Stated problem: Take the line that contains "In the picture above, where can the headphone" as the first line and the last line of the material below as the final one; reproduce exactly the lines between, inclusive.

[Data records]
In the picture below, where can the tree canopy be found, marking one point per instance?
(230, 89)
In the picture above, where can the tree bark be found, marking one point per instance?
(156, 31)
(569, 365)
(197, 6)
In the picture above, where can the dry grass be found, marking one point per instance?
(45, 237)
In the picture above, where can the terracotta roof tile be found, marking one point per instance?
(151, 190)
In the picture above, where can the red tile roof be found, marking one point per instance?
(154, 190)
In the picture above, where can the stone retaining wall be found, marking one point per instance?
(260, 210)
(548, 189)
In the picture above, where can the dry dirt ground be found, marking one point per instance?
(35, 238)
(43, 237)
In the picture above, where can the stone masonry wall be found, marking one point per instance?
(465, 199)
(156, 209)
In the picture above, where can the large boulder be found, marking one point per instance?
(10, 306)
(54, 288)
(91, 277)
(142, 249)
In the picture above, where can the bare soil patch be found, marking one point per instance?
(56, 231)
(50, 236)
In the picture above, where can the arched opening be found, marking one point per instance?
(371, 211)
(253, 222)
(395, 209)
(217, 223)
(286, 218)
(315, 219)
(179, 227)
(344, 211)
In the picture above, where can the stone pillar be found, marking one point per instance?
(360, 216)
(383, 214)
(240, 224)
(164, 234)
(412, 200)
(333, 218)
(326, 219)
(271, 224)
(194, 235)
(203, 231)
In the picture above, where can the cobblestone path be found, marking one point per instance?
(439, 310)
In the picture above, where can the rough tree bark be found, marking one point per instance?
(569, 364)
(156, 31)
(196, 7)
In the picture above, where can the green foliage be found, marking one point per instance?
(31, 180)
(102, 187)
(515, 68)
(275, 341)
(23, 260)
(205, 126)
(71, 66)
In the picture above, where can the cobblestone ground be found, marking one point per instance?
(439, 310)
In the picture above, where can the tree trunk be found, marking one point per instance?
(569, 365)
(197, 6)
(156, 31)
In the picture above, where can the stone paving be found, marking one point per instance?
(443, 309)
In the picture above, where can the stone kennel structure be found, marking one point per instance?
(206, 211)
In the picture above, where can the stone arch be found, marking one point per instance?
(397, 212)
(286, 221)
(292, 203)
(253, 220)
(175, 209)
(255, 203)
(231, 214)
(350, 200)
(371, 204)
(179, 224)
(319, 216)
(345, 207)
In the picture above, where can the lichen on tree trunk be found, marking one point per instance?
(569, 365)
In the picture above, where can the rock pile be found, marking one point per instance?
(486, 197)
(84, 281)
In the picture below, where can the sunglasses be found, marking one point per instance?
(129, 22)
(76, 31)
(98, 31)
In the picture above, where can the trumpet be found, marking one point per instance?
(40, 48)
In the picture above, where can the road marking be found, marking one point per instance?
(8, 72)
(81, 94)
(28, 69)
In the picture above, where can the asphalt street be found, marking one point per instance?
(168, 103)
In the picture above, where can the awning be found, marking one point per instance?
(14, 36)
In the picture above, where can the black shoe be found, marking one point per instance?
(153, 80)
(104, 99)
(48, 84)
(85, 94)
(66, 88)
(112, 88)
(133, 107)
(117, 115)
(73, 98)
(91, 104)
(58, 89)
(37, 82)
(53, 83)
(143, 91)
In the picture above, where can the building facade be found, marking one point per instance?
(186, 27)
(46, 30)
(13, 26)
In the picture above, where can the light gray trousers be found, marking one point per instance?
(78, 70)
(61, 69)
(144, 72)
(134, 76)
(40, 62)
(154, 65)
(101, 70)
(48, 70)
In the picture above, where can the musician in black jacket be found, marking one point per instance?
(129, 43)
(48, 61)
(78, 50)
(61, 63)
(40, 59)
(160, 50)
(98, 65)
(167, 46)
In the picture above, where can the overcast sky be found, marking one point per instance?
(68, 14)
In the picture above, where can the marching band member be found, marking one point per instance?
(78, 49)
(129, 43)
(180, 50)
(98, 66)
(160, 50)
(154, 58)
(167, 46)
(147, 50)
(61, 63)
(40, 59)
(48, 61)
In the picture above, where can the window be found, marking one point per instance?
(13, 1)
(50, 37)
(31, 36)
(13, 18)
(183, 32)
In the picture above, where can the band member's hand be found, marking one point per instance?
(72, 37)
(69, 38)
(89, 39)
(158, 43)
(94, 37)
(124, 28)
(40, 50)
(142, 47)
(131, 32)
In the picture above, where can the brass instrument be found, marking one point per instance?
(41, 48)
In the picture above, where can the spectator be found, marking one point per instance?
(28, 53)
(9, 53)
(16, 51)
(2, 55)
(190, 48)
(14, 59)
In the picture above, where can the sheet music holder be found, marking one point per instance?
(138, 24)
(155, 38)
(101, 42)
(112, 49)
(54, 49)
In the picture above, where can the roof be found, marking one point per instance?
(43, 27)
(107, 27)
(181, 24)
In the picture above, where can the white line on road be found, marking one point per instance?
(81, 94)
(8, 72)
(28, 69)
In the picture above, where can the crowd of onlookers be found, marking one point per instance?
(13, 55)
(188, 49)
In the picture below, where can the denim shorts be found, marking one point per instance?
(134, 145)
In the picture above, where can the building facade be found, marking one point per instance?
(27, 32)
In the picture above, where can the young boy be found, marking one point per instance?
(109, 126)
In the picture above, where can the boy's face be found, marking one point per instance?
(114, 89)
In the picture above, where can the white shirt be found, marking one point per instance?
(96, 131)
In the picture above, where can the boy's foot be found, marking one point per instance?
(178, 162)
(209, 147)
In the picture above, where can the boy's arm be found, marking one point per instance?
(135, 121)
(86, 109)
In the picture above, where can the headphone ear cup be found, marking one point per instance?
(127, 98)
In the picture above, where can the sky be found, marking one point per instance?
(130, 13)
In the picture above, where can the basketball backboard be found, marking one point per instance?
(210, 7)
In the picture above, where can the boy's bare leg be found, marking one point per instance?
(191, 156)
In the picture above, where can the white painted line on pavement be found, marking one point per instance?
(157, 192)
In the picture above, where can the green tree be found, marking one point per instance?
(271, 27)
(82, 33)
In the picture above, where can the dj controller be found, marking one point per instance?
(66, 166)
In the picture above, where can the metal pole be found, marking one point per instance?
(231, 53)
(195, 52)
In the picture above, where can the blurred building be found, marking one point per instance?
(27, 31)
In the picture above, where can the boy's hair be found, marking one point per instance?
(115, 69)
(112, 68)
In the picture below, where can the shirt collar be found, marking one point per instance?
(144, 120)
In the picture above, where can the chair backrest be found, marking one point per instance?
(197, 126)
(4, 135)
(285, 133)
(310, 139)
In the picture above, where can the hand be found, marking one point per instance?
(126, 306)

Expected answer:
In the picture above, where can the headphone ear cup be found, marking one point per instance?
(127, 98)
In the picture above, where can the sky be found, marking one point per instance?
(130, 13)
In the picture above, where can the basketball backboard be found, marking one point per instance?
(210, 7)
In the picture above, where can the boy's bare leg be found, marking one point per instance?
(191, 156)
In the picture above, where can the white painted line on pavement be found, marking one point per instance?
(157, 192)
In the picture above, where can the green tree be found, marking one point per instance?
(271, 27)
(82, 33)
In the picture above, where can the dj controller be found, marking one point per instance?
(66, 166)
In the picture above, where can the metal pole be found, marking one point per instance?
(231, 53)
(195, 52)
In the picture above, where can the blurred building be found, marking one point per instance?
(27, 31)
In the picture above, where can the boy's hair be found, marking one point per instance?
(115, 69)
(112, 68)
In the picture below, where can the shirt collar be found, marking one point per instance?
(144, 120)
In the picture above, where can the chair backrest be found, marking one point per instance?
(197, 126)
(4, 135)
(285, 133)
(310, 139)
In the picture above, where can the hand be found, marking one point per instance?
(126, 306)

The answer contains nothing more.